** start of DATA SHOWN **

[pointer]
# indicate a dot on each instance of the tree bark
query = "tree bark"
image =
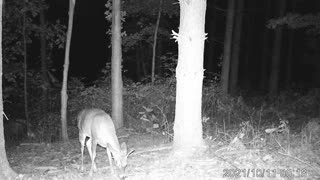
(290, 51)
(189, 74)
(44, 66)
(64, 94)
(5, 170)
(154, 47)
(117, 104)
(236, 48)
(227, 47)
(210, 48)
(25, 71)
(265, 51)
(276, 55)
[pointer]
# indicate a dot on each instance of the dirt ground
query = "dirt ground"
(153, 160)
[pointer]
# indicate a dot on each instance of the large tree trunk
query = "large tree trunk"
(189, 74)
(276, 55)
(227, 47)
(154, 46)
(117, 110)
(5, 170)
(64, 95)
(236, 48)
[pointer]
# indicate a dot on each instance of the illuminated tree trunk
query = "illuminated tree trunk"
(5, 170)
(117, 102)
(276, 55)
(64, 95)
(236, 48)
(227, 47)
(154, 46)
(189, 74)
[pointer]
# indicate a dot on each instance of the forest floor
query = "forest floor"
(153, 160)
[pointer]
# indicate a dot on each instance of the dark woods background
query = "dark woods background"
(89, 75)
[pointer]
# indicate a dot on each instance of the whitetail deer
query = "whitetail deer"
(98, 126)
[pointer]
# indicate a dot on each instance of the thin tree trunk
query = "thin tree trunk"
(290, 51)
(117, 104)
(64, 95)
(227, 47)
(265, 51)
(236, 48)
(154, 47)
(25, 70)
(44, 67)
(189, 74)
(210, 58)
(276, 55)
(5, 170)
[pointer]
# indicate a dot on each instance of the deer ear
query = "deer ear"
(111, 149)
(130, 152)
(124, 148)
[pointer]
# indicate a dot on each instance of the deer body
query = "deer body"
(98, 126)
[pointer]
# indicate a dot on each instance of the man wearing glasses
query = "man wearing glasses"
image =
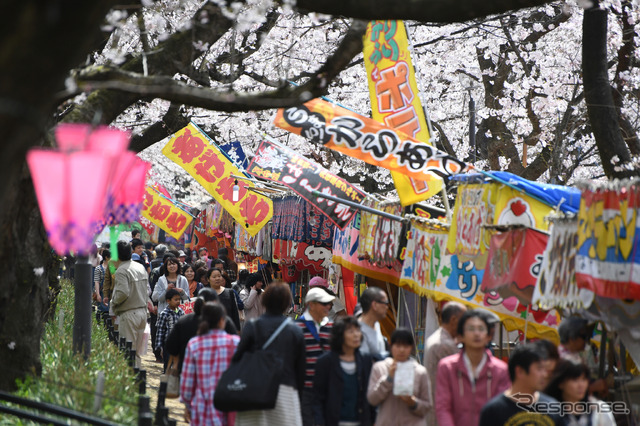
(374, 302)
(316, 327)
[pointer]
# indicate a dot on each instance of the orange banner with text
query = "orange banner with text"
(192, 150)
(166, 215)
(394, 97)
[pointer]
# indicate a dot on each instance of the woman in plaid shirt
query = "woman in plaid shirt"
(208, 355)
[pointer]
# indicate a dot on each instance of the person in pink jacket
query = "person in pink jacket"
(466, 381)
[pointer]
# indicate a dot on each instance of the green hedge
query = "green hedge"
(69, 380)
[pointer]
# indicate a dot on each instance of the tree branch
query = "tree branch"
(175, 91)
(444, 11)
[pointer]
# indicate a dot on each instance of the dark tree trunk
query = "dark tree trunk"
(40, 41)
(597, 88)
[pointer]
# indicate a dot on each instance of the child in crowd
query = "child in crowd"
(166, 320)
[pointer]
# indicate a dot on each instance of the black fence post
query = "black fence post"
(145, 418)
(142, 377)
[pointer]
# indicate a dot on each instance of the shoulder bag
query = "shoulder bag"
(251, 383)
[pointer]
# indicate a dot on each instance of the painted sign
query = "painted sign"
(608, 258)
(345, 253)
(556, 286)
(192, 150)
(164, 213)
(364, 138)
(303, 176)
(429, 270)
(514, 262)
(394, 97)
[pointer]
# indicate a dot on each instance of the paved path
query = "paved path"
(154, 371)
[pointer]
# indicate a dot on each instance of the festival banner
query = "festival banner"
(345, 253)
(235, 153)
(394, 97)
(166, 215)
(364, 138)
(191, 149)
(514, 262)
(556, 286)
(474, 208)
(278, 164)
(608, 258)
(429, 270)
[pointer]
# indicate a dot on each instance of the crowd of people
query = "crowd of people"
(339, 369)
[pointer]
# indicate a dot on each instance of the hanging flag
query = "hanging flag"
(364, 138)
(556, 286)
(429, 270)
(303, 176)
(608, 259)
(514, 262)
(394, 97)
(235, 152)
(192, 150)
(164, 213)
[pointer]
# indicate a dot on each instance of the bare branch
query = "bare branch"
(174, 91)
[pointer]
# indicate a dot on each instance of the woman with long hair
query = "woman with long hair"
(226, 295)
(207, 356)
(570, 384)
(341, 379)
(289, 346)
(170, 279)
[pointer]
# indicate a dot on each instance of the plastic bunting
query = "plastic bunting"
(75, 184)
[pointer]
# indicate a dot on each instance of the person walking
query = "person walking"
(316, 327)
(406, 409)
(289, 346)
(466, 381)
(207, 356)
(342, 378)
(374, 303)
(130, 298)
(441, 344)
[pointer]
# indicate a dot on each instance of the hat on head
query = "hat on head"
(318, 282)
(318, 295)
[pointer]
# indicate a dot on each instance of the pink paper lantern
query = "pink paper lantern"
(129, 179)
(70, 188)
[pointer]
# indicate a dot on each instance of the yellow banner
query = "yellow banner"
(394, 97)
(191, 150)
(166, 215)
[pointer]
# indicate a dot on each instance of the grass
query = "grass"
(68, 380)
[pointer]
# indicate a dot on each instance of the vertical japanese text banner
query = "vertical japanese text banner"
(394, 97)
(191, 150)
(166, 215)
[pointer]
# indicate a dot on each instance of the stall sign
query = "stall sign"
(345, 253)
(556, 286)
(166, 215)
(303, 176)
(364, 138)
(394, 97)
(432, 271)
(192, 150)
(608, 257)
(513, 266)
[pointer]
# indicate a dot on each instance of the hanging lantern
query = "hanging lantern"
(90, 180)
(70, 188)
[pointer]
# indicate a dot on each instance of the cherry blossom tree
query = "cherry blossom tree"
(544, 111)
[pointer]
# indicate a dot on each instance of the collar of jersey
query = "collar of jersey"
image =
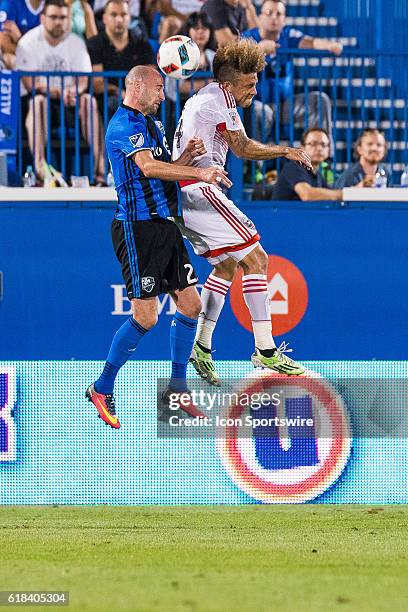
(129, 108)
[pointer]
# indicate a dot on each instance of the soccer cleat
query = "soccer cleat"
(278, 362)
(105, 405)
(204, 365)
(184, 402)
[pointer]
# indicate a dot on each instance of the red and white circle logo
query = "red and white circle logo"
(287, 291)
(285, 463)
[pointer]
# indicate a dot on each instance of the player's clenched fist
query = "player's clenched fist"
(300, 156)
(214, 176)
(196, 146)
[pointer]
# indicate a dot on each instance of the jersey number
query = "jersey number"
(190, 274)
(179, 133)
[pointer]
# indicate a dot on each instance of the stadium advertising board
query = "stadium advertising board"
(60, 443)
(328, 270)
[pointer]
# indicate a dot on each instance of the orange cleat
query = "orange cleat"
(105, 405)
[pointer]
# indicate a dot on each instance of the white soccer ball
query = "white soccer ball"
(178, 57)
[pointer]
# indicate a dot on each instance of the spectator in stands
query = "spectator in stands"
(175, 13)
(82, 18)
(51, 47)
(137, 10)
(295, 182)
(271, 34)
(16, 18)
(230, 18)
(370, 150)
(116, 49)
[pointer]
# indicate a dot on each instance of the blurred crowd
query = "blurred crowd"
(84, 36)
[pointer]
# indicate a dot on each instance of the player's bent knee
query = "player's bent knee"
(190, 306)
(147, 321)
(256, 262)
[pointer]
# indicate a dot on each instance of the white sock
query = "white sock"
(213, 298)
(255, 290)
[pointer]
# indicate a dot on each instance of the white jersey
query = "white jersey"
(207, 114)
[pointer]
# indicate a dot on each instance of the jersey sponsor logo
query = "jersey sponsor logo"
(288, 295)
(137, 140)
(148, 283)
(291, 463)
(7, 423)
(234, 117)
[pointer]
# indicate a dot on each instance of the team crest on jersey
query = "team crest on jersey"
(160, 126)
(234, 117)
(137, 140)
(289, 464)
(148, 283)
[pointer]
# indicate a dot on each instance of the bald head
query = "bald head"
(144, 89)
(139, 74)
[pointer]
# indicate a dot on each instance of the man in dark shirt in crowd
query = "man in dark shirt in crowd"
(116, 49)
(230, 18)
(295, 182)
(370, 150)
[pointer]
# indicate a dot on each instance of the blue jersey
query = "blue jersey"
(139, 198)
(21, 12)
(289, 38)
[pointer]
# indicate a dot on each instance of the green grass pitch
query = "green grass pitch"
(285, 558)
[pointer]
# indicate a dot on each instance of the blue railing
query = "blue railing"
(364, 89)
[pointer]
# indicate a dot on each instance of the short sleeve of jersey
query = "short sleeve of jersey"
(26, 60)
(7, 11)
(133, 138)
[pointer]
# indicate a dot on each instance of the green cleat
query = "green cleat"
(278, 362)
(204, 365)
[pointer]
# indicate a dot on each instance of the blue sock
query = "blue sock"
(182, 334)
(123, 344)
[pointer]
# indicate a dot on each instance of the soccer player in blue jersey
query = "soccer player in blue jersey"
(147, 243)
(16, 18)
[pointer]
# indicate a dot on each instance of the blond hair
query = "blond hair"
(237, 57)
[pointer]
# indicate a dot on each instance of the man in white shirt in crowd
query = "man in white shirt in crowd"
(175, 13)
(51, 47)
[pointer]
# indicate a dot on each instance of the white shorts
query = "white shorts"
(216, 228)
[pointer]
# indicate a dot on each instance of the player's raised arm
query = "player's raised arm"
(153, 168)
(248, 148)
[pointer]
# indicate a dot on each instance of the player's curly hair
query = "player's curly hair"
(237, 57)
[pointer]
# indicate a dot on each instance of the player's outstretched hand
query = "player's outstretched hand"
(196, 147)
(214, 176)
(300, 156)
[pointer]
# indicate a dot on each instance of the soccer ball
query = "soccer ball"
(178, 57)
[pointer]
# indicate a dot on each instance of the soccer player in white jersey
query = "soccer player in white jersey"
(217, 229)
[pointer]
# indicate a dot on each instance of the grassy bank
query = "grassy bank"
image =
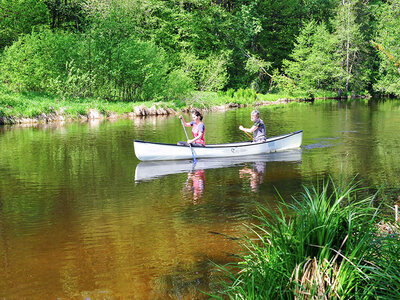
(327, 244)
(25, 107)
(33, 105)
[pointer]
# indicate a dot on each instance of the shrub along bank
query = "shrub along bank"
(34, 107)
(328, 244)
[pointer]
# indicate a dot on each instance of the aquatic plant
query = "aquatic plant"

** end of DATA SHOWN **

Collect every line in the raw records that contains the string "dirt" and list those lines.

# indicate a dot on each instance of the dirt ground
query = "dirt ground"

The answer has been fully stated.